» **CHALLENGE**: What is needed is an exact copy of the entries below, from the line that contains "Could you please indicate the dog's nostril" through the final line, both included, and nothing else.

» **DATA EXTRACT**:
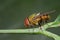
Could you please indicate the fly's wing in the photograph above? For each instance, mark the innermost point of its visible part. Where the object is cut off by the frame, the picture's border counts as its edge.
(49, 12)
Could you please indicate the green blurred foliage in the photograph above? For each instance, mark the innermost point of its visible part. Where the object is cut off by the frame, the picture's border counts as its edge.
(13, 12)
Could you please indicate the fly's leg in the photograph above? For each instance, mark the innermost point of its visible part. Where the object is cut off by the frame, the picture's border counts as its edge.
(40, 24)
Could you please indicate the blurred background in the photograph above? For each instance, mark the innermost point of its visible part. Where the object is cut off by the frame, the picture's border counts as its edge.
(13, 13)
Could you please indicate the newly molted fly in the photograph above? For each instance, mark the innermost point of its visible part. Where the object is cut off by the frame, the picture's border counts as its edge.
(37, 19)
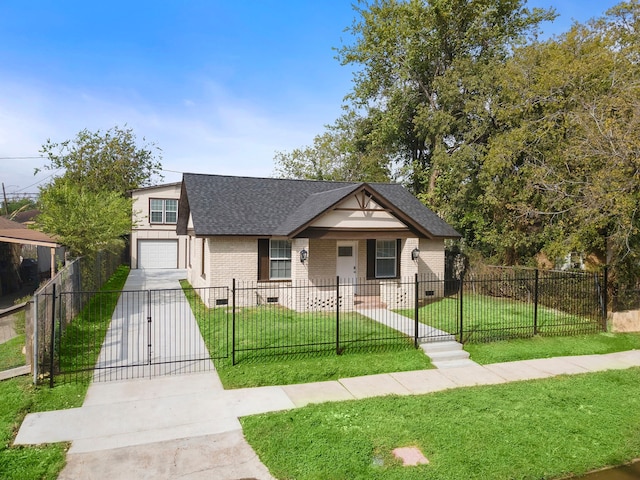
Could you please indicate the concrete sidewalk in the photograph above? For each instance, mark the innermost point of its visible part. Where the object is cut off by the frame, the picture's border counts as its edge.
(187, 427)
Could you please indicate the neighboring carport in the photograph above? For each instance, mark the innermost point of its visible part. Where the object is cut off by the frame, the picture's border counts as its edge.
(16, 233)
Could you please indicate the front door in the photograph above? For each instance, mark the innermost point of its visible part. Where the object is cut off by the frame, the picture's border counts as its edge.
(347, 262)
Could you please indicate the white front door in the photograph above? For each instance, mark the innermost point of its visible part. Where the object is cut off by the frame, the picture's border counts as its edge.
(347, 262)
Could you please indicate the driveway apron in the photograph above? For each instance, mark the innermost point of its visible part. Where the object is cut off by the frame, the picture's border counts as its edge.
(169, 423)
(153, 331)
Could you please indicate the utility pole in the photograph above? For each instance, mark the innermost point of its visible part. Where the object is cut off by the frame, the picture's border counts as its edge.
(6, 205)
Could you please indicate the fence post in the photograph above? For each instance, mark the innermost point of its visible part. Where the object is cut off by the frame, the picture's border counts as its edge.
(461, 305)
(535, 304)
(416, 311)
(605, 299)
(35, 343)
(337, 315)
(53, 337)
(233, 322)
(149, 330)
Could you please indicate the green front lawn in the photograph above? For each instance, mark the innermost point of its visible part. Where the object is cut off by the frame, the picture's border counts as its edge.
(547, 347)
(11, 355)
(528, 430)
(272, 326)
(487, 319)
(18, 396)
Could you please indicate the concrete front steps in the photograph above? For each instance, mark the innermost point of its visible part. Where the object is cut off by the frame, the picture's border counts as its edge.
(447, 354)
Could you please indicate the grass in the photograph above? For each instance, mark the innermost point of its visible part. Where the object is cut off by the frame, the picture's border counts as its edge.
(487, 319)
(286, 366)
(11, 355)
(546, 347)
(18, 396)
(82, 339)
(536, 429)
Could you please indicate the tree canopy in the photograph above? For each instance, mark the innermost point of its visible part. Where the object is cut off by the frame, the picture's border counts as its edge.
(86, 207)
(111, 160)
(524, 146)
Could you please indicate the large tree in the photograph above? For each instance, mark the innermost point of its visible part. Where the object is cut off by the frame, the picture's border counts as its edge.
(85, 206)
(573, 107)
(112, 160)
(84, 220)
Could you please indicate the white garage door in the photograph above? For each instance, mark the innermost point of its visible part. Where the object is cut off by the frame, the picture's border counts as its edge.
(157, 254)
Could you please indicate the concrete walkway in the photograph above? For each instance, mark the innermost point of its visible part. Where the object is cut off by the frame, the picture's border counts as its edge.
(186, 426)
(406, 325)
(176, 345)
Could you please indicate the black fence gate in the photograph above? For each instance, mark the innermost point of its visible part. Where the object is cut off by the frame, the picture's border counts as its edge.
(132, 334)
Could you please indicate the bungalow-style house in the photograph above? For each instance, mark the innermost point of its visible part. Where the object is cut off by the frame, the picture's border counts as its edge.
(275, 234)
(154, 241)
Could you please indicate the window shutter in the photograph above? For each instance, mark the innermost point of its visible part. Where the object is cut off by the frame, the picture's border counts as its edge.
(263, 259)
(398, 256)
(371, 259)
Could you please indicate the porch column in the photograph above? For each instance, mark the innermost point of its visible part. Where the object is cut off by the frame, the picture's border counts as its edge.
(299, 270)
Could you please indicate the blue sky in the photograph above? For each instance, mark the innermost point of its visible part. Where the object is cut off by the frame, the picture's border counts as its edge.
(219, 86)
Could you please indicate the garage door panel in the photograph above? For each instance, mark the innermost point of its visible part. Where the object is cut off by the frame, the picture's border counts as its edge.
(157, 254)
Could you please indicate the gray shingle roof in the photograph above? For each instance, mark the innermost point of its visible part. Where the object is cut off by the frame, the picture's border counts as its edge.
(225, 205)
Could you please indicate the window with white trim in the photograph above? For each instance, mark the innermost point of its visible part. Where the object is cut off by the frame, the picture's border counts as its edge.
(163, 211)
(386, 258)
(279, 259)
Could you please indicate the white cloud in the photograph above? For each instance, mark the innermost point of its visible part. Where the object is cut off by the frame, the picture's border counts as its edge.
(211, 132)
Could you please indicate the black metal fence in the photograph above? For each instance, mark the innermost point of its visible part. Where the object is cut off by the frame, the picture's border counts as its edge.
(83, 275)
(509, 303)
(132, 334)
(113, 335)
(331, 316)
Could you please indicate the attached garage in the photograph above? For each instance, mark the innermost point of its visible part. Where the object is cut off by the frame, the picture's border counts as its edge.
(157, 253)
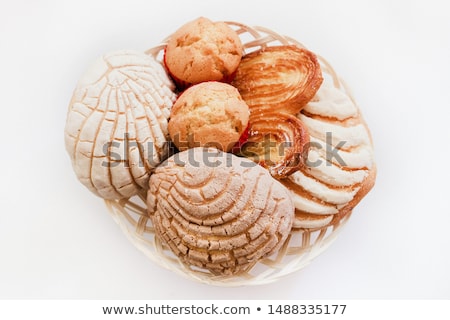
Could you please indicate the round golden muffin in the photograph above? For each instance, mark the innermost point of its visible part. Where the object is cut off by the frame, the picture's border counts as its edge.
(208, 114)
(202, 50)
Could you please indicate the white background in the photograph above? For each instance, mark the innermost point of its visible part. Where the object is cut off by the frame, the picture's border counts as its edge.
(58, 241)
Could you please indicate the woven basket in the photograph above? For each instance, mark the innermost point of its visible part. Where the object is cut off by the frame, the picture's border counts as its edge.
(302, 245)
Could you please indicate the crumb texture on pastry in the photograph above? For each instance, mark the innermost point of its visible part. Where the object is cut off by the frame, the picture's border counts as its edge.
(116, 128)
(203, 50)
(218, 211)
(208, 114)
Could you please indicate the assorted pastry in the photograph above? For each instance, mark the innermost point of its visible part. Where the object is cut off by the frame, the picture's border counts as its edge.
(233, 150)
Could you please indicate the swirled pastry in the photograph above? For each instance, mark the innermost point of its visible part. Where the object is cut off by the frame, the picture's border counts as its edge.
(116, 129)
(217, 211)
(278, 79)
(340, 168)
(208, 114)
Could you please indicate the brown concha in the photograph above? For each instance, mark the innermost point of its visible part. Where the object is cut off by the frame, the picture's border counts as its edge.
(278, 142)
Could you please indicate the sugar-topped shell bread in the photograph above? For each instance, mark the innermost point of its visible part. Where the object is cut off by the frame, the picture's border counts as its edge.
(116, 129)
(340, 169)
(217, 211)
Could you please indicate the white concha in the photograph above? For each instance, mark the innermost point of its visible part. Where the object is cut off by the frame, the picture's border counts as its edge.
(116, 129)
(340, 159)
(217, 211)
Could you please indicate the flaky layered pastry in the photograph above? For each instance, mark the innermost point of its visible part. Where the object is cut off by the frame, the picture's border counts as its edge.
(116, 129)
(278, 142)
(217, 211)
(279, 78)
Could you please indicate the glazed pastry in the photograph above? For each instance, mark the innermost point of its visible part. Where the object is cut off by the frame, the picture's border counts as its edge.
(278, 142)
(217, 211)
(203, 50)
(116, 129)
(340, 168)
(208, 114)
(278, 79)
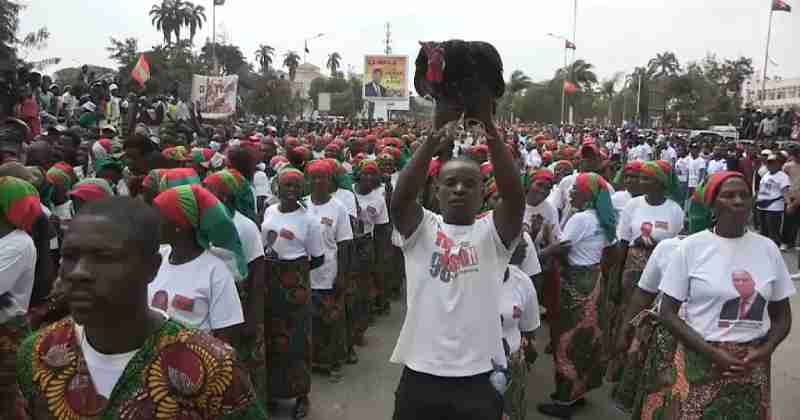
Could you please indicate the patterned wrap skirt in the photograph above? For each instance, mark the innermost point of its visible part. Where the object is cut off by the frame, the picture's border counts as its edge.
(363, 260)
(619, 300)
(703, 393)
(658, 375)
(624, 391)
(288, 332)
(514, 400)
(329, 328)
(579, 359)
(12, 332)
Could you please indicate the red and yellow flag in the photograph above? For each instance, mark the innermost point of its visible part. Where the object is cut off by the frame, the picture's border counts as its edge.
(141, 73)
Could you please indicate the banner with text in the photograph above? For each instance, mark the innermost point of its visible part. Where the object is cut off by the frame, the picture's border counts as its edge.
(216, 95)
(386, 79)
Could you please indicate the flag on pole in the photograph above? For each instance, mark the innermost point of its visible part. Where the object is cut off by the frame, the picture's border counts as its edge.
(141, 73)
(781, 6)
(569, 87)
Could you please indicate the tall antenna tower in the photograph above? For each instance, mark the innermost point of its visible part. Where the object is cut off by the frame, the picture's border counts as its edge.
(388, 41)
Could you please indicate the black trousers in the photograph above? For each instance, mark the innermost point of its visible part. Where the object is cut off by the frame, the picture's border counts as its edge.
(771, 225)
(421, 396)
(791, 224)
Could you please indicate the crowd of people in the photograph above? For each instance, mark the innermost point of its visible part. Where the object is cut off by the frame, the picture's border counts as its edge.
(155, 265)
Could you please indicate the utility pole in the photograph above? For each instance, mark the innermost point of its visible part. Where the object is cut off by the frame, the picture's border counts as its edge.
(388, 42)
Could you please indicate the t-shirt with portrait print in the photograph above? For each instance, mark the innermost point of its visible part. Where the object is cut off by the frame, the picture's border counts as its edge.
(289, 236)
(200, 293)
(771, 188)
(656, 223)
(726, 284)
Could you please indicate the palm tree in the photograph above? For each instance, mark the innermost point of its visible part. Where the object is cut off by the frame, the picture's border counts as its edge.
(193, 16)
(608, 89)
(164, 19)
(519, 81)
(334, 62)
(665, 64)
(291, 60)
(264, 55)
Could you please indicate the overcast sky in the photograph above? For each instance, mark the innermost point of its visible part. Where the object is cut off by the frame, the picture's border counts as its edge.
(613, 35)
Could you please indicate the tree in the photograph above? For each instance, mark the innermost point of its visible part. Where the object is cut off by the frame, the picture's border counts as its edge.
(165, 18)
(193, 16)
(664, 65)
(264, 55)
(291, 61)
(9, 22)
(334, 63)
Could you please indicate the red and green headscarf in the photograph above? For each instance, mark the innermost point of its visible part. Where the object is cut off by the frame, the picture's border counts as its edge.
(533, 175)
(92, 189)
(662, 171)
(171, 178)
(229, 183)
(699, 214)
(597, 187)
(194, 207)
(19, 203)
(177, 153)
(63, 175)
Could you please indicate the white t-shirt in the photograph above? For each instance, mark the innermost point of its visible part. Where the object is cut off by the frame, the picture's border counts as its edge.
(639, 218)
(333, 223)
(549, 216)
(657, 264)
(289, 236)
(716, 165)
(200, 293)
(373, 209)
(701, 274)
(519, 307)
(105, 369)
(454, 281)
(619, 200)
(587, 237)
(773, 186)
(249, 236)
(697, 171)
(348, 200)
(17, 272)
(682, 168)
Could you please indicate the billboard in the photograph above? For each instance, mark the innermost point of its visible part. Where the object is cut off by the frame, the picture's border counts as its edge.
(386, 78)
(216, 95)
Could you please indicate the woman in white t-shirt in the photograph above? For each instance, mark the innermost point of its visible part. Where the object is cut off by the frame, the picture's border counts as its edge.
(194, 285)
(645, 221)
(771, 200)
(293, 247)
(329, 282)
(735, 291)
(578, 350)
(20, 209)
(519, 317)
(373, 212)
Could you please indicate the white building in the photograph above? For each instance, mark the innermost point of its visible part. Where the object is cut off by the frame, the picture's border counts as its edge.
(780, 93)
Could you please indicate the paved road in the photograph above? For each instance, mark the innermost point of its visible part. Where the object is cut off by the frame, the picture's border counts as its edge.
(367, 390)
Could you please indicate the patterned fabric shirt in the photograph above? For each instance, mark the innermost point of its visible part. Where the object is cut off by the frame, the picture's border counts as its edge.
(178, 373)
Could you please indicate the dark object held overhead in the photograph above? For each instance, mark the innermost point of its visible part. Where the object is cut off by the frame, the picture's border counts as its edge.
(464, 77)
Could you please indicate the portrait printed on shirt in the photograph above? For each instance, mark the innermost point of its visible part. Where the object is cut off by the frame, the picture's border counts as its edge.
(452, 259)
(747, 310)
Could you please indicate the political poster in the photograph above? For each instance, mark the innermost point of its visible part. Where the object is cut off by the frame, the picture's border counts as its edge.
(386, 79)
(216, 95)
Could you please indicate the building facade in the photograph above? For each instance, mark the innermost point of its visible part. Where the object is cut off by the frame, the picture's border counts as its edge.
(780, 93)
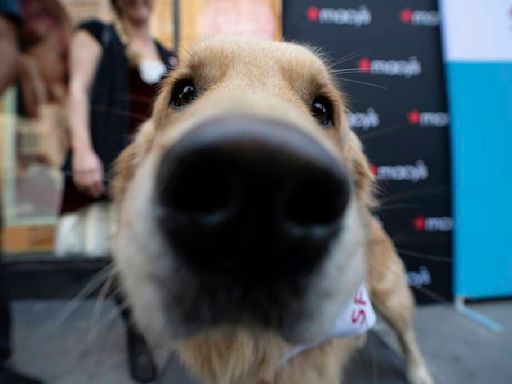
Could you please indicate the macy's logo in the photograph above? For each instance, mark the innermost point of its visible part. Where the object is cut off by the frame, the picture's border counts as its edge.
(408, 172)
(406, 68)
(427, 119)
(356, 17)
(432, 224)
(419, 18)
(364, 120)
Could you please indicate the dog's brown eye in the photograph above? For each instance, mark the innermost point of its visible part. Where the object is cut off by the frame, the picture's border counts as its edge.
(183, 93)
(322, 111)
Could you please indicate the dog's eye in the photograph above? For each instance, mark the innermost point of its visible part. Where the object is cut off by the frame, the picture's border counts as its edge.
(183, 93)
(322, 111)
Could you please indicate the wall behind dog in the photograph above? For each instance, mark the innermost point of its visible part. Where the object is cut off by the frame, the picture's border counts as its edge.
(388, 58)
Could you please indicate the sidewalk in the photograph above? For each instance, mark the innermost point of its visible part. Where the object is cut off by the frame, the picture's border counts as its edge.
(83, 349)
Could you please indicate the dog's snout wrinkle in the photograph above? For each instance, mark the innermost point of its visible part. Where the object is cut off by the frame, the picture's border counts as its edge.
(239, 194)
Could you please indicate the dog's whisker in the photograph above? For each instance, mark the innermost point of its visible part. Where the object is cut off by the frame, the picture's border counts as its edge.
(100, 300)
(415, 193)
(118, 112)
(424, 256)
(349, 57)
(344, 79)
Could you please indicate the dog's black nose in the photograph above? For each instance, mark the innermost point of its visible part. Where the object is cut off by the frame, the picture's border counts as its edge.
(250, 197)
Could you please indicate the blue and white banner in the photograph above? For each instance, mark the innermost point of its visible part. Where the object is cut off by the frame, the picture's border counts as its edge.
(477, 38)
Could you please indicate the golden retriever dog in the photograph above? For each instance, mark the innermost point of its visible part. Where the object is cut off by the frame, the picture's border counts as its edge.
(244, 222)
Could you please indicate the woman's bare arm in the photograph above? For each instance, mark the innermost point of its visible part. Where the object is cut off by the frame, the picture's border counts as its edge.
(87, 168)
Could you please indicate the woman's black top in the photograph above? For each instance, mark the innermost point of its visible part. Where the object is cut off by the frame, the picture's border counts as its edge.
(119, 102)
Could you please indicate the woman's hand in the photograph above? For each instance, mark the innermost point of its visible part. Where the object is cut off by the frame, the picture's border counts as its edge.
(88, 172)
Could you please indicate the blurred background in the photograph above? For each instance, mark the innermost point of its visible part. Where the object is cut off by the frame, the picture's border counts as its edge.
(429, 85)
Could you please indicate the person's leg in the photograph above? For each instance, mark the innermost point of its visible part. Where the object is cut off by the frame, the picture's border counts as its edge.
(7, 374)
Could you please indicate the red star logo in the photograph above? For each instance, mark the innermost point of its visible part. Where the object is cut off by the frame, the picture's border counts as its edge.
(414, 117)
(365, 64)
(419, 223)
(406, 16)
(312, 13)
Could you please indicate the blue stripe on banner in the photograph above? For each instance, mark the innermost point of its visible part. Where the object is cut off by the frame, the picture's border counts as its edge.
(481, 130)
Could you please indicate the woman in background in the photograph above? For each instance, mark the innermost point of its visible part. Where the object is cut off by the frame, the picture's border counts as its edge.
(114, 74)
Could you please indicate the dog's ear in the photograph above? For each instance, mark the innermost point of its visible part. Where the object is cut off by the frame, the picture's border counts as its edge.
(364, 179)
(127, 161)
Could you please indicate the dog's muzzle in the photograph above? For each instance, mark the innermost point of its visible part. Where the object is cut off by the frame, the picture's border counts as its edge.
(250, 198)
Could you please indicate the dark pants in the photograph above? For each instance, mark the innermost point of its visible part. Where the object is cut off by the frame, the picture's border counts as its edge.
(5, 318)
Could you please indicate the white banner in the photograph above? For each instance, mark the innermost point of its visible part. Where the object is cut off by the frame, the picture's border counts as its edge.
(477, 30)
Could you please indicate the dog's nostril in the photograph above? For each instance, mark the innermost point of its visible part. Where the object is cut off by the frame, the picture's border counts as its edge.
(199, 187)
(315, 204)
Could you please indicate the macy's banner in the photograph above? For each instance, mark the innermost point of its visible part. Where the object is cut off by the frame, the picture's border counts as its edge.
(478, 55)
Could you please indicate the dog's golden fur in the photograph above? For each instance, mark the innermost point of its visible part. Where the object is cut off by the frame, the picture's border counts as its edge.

» **ANSWER TO THE TASK**:
Could you please indicate the dog's nostril in the photograph above? For each instance, mark the innermost point of its visible part. Where the object is cut off by the frame, the picture's border counts as its edge.
(199, 187)
(315, 204)
Could you please indicate the macy's banner in the photograph above? For each instance, mark the innermost point of its visible part. Where the object is cut off by the frame, the picture's border counts as its edge.
(478, 55)
Could you please indicate the dog's golden fur in the photograph above? For each instance, mark the innermost point of its visible part. Where the object is cut off by the frame, the picture's border counts as its edge.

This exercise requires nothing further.